→ **VORGEGEBENER AUSZUG**:

▼

Das macht es lebenden Zellen nicht leicht, das Metall für ihren Stoffwechsel zu nutzen, doch M. sedula fand im Lauf der Evolution einen Weg, Wolfram zu assimilieren, wie Milojevic in zwei Studien in Frontiers in Microbiology (7. 6. & 2. 7.) zeigen konnte. Mithilfe des Österreichischen Zentrums für Elektronenmikroskopie und Nanoanalyse, einem Institut des Dachverbands Austrian Cooperative Research (ACR), gelang es der Wissenschaftlerin, die Prozesse im Nanometerbereich zu beobachten (s. Abbildung).
Dazu ließ sie die Zellen auf sogenannten Polyoxometallaten (POM) wachsen, großen Komplexen aus mehreren Metallionen, die über Sauerstoffatome miteinander verbunden sind. „Am Beispiel von M. sedula haben wir untersucht, ob komplexe anorganische Systeme, die auf Wolfram-POM-Clustern basieren, das Wachstum aufrechterhalten und die Zellproliferation und -teilung bewirken können“, so Milojevic.

▲

→ **VORGEGEBENE EINTRÄGE**:
▼

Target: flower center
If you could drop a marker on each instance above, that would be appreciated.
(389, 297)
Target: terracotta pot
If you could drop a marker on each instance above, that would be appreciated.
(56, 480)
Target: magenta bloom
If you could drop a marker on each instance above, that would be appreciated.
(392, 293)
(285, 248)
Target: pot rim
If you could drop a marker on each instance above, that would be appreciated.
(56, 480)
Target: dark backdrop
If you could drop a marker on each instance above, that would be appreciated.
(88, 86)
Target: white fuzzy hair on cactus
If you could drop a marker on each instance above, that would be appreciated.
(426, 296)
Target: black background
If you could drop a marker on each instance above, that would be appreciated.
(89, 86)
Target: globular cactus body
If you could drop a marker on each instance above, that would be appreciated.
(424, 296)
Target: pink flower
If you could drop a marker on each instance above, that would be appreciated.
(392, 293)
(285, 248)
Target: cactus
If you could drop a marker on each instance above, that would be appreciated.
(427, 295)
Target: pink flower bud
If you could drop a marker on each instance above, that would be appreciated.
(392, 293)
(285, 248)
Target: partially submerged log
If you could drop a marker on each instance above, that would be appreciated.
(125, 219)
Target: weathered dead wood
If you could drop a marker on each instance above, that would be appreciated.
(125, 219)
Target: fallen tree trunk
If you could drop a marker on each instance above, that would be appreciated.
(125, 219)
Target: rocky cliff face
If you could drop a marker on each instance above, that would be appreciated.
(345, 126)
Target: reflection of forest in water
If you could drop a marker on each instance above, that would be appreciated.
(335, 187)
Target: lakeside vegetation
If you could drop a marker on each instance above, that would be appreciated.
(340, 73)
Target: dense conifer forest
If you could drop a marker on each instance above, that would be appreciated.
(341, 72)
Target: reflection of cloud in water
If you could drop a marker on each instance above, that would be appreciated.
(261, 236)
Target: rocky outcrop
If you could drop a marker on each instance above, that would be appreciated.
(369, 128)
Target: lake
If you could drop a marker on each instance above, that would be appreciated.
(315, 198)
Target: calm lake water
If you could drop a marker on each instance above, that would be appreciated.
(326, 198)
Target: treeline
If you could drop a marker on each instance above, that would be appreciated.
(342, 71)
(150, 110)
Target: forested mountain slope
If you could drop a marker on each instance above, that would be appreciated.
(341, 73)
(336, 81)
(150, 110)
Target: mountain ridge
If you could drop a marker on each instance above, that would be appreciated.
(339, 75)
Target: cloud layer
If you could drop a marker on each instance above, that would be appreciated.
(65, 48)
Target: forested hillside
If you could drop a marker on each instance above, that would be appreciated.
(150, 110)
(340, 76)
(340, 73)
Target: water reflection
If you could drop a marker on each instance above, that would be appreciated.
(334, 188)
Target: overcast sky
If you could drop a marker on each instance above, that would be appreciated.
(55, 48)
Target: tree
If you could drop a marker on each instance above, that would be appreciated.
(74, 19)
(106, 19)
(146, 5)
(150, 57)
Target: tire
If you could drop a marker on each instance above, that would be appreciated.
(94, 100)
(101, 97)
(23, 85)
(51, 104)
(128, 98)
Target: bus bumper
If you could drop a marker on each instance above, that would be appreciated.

▲

→ **AUFGABE A**: Prüfen Sie, ob die folgenden Aussagen mit dem Auszug über M. sedula und Wolfram übereinstimmen, und antworten Sie jeweils mit Ja oder Nein samt den entscheidenden Worten des Auszugs als wörtlichem Zitat. (i) Milojevic veröffentlichte ihre Ergebnisse in zwei Studien in Frontiers in Microbiology. (ii) Die Zellen wurden auf Polyoxometallaten gezüchtet. (iii) In Polyoxometallaten sind die Metallionen über Kohlenstoffatome miteinander verbunden.
→ **AUFGABE B**: Führen Sie den Auszug über M. sedula und Wolfram im selben Ton nach seinem letzten Satz fort.
Die Einträge stammen aus einer anderen Quelle als der Auszug.

→ **ANTWORTBEREICH A**:
(i) Ja: „wie Milojevic in zwei Studien in Frontiers in Microbiology (7. 6. & 2. 7.) zeigen konnte“
(ii) Ja: „Dazu ließ sie die Zellen auf sogenannten Polyoxometallaten (POM) wachsen“
(iii) Nein: „die über Sauerstoffatome miteinander verbunden sind“

→ **ANTWORTBEREICH B**:
Die Mikroorganismen konnten mit den Wolframverbindungen nicht nur problemlos wachsen und sich vermehren – die Wissenschaftlerin beobachtete darüber hinaus einen für Archaeen ungewöhnlichen Effekt: „Unsere Ergebnisse zeigen, dass M. sedula eine wolframhaltige mineralisierte Zelloberfläche bilden kann.“Diese mit dem Metall verkrustete Schicht, die sich um die Zellen legt, könnte eine Anpassung an die extrem rauen Bedingungen sein, die im Lebensraum der Mikroben herrschen.
Sie macht die Einzeller aber auch für die Astrobiologie interessant, ebenfalls ein Forschungsgebiet von Milojevic. Denn die Wolframrüstung stellt einen wirksamen Strahlenschutz dar, was den Zellen das Überleben im Weltraum ermöglichen könnte. In zukünftigen Studien, die im All durchgeführt werden sollen, werden die Archaeen daher auf ihre Überlebensfähigkeit bei interstellaren Reisen untersucht. Das könnte einer gewagten Theorie, nach der sich das Leben im Universum über Mikroorganismen ausgebreitet hat, weiteren Nährboden schaffen – zumindest würde es belegen, dass Mikroben unter noch unwirtlicheren Bedingungen überleben können, als man sie an den extremsten Orten der Erde findet.